(Contour annotation data)
%%
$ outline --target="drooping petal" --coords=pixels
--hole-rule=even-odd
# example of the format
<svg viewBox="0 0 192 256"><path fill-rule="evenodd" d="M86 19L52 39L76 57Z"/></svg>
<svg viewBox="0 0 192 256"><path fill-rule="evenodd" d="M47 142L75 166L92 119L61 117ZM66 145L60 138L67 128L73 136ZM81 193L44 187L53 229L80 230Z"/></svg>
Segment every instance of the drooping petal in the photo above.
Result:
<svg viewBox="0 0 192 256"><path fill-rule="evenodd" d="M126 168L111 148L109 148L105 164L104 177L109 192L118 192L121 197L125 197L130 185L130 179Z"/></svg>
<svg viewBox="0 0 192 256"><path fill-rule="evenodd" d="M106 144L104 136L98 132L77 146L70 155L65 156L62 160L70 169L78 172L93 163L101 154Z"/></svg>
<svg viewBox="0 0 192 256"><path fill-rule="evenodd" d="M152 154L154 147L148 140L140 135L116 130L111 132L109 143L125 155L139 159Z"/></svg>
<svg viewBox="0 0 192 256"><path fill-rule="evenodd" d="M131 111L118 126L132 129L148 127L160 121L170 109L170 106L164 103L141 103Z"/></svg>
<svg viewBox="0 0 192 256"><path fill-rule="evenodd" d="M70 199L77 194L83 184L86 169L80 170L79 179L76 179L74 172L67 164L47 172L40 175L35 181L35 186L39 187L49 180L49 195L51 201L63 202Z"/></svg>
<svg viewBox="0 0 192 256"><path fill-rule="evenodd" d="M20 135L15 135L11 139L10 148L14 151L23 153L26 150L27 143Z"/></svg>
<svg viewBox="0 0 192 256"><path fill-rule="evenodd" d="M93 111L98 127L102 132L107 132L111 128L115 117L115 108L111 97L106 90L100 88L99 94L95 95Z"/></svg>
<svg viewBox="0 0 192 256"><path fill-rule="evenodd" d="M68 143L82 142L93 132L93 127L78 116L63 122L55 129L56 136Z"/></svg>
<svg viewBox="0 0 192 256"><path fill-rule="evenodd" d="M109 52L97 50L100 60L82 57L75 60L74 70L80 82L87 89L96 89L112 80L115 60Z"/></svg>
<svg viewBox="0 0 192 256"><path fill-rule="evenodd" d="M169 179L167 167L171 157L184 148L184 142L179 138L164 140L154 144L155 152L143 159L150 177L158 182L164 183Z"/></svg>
%%
» **Work to do**
Can you format the data from the very start through the line containing "111L118 126L132 129L148" as a Markdown table with the columns Nr and Line, numbering each row and leaving out blank lines?

» **Result of the task**
| Nr | Line |
|---|---|
| 1 | $ outline --target="drooping petal" --coords=pixels |
| 2 | --hole-rule=even-odd |
| 3 | # example of the format |
| 4 | <svg viewBox="0 0 192 256"><path fill-rule="evenodd" d="M86 19L52 39L76 57Z"/></svg> |
| 5 | <svg viewBox="0 0 192 256"><path fill-rule="evenodd" d="M47 142L75 166L92 119L61 117ZM66 145L60 138L67 128L73 136ZM81 193L44 187L53 229L80 230Z"/></svg> |
| 6 | Segment every instance of the drooping petal in the photo above. |
| 7 | Result: |
| 8 | <svg viewBox="0 0 192 256"><path fill-rule="evenodd" d="M126 168L111 148L109 148L105 164L104 177L109 192L118 192L121 197L125 197L130 185L130 179Z"/></svg> |
| 9 | <svg viewBox="0 0 192 256"><path fill-rule="evenodd" d="M106 144L104 136L98 132L77 146L70 155L65 156L62 160L70 169L78 172L93 163L101 154Z"/></svg> |
| 10 | <svg viewBox="0 0 192 256"><path fill-rule="evenodd" d="M152 154L154 147L148 140L140 135L116 130L111 132L109 143L125 155L139 159Z"/></svg> |
| 11 | <svg viewBox="0 0 192 256"><path fill-rule="evenodd" d="M131 111L118 126L132 129L148 127L160 121L170 109L170 106L164 103L141 103Z"/></svg> |